## YOUR OBJECTIVE
Recast every line of the data below as a numbered list, leaving out any blank lines.

Excerpts of location labeling data:
______________________________
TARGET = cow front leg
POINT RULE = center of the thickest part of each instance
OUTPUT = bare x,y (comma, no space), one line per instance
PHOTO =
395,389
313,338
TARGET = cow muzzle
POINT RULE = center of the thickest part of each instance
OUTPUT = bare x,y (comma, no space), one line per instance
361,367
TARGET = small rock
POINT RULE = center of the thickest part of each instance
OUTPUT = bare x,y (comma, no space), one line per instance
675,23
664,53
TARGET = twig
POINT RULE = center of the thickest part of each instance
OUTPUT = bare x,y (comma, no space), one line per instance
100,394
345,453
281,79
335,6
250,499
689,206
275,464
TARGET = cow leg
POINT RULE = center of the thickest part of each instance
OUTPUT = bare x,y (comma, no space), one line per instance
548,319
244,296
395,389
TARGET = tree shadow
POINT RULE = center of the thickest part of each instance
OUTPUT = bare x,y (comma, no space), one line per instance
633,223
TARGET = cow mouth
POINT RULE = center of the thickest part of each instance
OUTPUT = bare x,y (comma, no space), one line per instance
______________________________
## EXERCISE OUTPUT
1. TARGET = cow front leg
2. POINT RULE = center of the thickest part of each instance
3. OUTPUT = bare x,y (comma, no space), one line per instance
4. PHOTO =
5. 395,389
6. 313,338
7. TARGET = cow muzzle
8. POINT RULE = center of the thickest part of each instance
9. OUTPUT = bare x,y (comma, no space), one line per instance
10. 361,367
11. TARGET = small rock
12. POINT RULE = center of the thickest part of each instance
13. OUTPUT = bare x,y (comma, no space), one line per instance
14. 675,23
15. 664,53
16. TARGET = twig
17. POINT RULE = center of the thickest part of each instance
18. OUTPUT = bare x,y (comma, no space), one line per instance
19. 100,394
20. 345,453
21. 281,79
22. 335,6
23. 250,499
24. 689,206
25. 275,464
26. TARGET = cow leg
27. POINT RULE = center of the thickest part of each instance
28. OUTPUT = bare x,y (comma, no space), one line per instance
29. 548,319
30. 244,296
31. 395,389
32. TARGET = tree shadow
33. POINT RULE = center of the thickest part of each instance
34. OUTPUT = bare x,y (comma, no space), one line per instance
35. 633,223
36. TARGET = cow mouth
37. POINT RULE = center of the thickest part of each instance
38. OUTPUT = bare x,y (comma, no space), one line per instance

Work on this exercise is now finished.